What you will do: Rewrite the records below, replacing each occurrence of "coarse road texture" with "rough asphalt texture" and leaving everything else unchanged. Leave the pictures out of your answer.

[Coordinate annotation records]
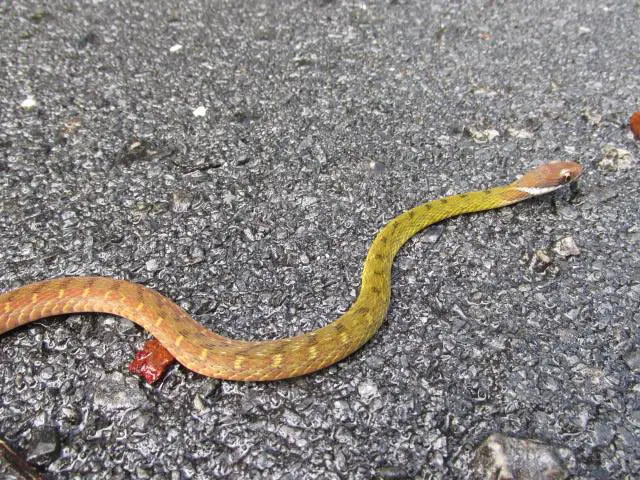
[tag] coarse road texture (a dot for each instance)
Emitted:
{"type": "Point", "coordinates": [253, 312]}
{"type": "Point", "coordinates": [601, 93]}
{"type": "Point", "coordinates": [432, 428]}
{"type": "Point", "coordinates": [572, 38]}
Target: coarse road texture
{"type": "Point", "coordinates": [239, 157]}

Task response:
[tag] rough asphalt texture (a dot for each instance)
Emitted:
{"type": "Point", "coordinates": [253, 312]}
{"type": "Point", "coordinates": [601, 93]}
{"type": "Point", "coordinates": [432, 428]}
{"type": "Point", "coordinates": [572, 38]}
Target: rough asphalt texture
{"type": "Point", "coordinates": [239, 157]}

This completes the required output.